◆ Page:
----------------
Let $A=\{f\in A(\mathbb{D}):f(0)=f(1)\}$. It follows from the Maximum Modulus Principle that the Choquet boundary $Ch(A)$ does not contain $1$, as $B(A)$ and the set of peak points are same for this case. We claim that $Ch(A)=\mathbb{T}\setminus\{1\}$. It remains to prove that for any $z_0\in\mathbb{T}\setminus\{1\}$, $z_0$ is a peak point for $A$. Let us recall the Condition for the local Peak point.

A point $y\in K$ is said to be a local peak point of an Uniform algebra $A$ over $C(K)$ if for any open neighbourhood $U$ of $y$ and $\epsilon>0$, there exists $f \in A$ such that $\|f\| \leq 1$, $|f(y)|>1-\epsilon$ and $|f|\leq \epsilon$ in $K \backslash U$.

It is known that if $K$ is metrizable then local peak point and peak point are the same.

Now choose $\epsilon>0$ and a neighborhood $U$ of $z_0$ in $\mathbb{T}$.

Case 1:When $|z_0-1|\geq 1$.

Get $f\in A(\mathbb{D})$ such that $|f(z_0)|>1-\frac{\epsilon}{2}$ and $|f|\lvert_{U^c}<\frac{\epsilon}{2}$.

Case 2:When $|z_0-1|<1$.

Get $f\in A(\mathbb{D})$ such that $|f(z_0)|>1-\frac{\epsilon}{2}|z_0-1|$ and $|f||_{U^c}<\frac{\epsilon}{2}|z_0-1|$.

Now define $g(z)=\frac{z(z-1)}{|z_0-1|}.f(z)$. Clearly $g\in A$ and $|g(z_0)|>1-\epsilon$, $|g||_{U^c}<\epsilon$.

This shows $z_0$ is a peak point for $A$ and hence $Ch(A)=\mathbb{T}\setminus\{1\}$.

Solution (2)
----------------
◆ Provided material:
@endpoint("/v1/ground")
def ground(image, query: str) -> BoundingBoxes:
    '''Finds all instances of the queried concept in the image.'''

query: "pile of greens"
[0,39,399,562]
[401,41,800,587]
----------------
◆ Directions:
a) In the Choquet boundary proof, under what condition on $K$ are local peak points and peak points the same?
b) Write out the part of the Choquet boundary proof from "Case 2:When $|z_0-1|<1$." up to and including "Solution (2)", word for word.

◆ Answers for this exercise:
a) When $K$ is metrizable.

b)
Case 2:When $|z_0-1|<1$.

Get $f\in A(\mathbb{D})$ such that $|f(z_0)|>1-\frac{\epsilon}{2}|z_0-1|$ and $|f||_{U^c}<\frac{\epsilon}{2}|z_0-1|$.

Now define $g(z)=\frac{z(z-1)}{|z_0-1|}.f(z)$. Clearly $g\in A$ and $|g(z_0)|>1-\epsilon$, $|g||_{U^c}<\epsilon$.

This shows $z_0$ is a peak point for $A$ and hence $Ch(A)=\mathbb{T}\setminus\{1\}$.

Solution (2)